▸ PROBLEM TO WORK ON
How many lines in the data hold the string "below"? State the number alone.

-------- INPUT DATA --------

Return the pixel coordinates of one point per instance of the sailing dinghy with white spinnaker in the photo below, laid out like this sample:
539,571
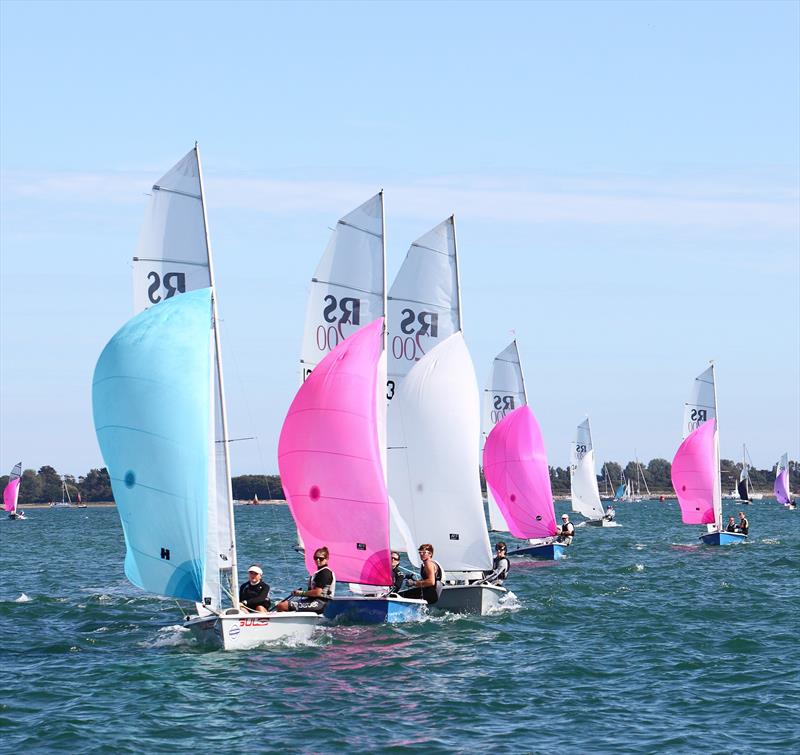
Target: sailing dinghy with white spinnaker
434,423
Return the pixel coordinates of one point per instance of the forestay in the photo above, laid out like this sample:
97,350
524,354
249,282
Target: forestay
11,490
174,257
504,393
584,492
515,466
330,461
151,397
440,500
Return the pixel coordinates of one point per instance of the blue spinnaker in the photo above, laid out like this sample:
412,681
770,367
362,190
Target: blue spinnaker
151,397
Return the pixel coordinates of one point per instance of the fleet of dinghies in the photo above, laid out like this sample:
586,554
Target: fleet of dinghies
378,451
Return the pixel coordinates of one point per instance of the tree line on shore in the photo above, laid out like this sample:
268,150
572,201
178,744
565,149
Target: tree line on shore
47,485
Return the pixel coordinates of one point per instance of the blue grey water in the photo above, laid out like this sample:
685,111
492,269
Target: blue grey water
641,641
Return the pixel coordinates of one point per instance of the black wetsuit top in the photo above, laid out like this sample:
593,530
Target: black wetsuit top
254,595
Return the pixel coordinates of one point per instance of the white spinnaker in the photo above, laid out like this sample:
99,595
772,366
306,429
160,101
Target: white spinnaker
701,407
173,257
348,287
584,492
441,500
424,309
504,393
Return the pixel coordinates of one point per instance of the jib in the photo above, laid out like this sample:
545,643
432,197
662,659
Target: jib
428,323
349,310
174,283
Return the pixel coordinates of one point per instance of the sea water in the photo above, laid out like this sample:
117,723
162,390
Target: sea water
641,641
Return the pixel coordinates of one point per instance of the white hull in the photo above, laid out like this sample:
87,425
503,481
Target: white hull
239,631
478,599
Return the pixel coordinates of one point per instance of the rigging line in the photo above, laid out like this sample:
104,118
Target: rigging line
349,288
156,187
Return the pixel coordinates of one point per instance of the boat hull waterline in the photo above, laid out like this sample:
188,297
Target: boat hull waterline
479,599
364,609
546,552
238,631
723,538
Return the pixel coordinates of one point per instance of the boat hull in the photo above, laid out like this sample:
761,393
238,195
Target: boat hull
364,609
238,631
723,538
546,551
480,599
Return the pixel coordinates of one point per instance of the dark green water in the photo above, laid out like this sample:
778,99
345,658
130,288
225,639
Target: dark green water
640,642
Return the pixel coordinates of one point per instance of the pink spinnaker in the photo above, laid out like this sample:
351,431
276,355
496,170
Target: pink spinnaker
11,494
515,466
782,487
330,462
694,476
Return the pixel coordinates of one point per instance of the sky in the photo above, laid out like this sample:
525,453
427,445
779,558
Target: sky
625,179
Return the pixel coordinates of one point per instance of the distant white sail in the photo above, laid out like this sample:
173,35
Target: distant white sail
583,478
504,392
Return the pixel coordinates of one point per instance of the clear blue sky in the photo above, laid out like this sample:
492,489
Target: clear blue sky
625,178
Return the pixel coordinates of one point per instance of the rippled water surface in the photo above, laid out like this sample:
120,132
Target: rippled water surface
641,641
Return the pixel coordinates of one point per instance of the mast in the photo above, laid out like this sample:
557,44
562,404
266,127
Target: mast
458,272
718,481
221,397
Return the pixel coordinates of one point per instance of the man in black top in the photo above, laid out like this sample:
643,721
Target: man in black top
254,594
321,587
500,566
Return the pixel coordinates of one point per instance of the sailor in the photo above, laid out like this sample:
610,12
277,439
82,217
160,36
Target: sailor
398,575
254,594
321,587
430,584
744,525
500,566
566,532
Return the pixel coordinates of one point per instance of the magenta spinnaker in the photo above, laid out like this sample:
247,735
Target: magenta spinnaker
782,487
694,475
330,462
10,495
515,466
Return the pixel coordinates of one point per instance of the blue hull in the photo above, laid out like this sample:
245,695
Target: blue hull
366,610
723,538
548,552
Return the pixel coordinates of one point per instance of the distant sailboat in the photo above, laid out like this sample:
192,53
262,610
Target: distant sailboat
434,423
781,488
11,493
695,468
745,486
584,492
161,423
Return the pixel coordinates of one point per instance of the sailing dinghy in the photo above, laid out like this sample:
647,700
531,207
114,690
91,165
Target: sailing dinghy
695,468
584,492
177,507
11,493
434,424
781,487
332,449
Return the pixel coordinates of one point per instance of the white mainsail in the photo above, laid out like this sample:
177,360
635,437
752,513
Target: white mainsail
584,492
504,393
173,257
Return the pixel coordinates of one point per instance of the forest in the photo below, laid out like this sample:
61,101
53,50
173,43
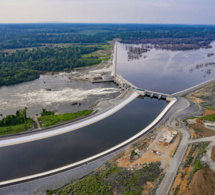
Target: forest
26,65
36,57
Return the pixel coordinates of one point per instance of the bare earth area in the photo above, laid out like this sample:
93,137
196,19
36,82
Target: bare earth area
204,96
203,182
208,112
146,154
145,148
202,131
213,153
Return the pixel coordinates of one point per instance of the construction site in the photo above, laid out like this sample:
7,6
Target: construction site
158,146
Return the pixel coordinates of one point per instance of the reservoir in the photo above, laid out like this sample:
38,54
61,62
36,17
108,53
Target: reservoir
165,71
51,153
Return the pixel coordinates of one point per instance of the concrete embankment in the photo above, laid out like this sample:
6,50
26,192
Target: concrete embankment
98,156
61,130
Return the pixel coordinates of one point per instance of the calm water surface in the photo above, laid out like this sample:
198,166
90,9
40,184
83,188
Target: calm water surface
166,71
47,154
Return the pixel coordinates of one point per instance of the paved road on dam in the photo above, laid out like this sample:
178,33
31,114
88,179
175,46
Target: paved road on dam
54,152
184,108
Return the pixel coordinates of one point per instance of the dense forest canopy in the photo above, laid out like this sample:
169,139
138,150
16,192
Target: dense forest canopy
26,65
14,36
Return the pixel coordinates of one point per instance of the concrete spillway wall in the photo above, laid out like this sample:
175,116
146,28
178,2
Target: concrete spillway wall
100,155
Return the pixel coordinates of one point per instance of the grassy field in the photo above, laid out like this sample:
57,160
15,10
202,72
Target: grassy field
17,128
50,120
209,118
102,55
112,180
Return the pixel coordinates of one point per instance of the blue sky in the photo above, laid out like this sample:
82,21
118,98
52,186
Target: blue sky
108,11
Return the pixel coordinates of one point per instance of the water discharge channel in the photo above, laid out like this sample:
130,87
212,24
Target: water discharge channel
43,155
160,71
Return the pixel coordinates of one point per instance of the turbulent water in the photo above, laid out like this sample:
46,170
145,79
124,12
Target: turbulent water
61,98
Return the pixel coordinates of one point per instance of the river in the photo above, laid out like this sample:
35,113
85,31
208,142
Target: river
47,154
166,71
64,93
161,70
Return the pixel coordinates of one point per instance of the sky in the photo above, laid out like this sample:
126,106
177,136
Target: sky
108,11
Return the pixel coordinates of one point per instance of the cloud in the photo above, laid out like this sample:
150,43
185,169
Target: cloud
108,11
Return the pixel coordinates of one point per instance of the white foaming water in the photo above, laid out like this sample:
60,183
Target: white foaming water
35,96
64,95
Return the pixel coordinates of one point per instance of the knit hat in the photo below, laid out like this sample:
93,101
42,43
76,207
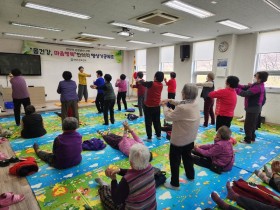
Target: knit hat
25,168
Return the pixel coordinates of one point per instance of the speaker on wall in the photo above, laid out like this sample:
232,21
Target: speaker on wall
184,52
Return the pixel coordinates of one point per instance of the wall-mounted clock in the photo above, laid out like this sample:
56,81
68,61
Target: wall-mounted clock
223,46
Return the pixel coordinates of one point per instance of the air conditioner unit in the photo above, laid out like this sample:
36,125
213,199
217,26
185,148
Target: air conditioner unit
158,18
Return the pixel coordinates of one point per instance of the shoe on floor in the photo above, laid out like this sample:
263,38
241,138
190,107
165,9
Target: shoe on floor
168,185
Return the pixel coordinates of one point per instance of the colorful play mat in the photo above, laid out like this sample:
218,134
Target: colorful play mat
74,188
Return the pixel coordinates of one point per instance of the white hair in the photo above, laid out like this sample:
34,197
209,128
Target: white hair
139,156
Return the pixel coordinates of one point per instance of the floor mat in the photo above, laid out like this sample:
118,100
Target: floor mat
75,187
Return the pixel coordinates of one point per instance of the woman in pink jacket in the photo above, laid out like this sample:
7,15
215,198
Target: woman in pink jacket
122,85
219,155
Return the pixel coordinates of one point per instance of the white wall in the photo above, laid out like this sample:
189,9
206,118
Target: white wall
241,61
52,70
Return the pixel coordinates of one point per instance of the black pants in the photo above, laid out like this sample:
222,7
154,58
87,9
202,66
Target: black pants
250,126
99,102
201,160
171,96
177,153
208,110
152,116
17,104
82,91
251,204
121,96
109,106
223,120
140,105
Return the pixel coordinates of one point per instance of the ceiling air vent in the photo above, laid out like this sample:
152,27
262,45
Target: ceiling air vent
157,18
86,39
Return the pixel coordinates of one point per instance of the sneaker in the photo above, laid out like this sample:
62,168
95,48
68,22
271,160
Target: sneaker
168,185
147,139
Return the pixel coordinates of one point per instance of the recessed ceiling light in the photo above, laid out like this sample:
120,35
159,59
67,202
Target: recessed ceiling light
76,42
138,42
176,35
33,26
178,5
22,35
233,24
116,46
272,4
97,36
138,28
54,10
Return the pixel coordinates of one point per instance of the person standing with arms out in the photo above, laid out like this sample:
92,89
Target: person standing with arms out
68,96
140,91
109,99
99,101
152,105
20,93
254,100
208,87
122,85
226,102
82,90
171,84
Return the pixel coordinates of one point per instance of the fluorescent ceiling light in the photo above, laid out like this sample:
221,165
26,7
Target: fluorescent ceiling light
138,28
97,36
55,10
75,42
178,5
233,24
176,35
33,26
272,4
115,46
138,42
22,35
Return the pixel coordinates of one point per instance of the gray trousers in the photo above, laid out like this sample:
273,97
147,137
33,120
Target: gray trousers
69,109
82,91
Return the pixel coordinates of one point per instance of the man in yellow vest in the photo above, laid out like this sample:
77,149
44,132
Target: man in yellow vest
82,89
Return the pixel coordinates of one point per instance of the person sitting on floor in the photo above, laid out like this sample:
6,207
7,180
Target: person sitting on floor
124,143
67,147
244,202
136,190
32,124
218,155
271,177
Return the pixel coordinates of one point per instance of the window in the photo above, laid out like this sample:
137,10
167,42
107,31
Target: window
140,61
268,58
202,60
167,59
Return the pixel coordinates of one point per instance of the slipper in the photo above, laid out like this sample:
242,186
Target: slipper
3,139
3,156
9,198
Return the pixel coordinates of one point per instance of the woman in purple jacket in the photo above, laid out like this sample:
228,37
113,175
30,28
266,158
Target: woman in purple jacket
122,85
219,154
67,147
254,100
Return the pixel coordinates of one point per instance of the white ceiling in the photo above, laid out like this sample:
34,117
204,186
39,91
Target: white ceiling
253,13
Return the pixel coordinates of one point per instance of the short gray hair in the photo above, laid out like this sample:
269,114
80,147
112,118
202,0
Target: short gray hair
190,91
139,156
225,132
69,124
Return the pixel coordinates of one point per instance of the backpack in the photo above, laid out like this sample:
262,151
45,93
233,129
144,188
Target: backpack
160,177
93,144
132,117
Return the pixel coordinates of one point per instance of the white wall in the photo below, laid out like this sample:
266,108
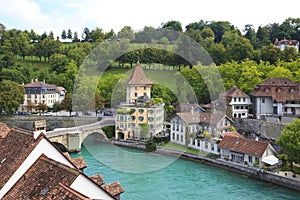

--------

▸ RESPONSE TO THE EXERCISE
4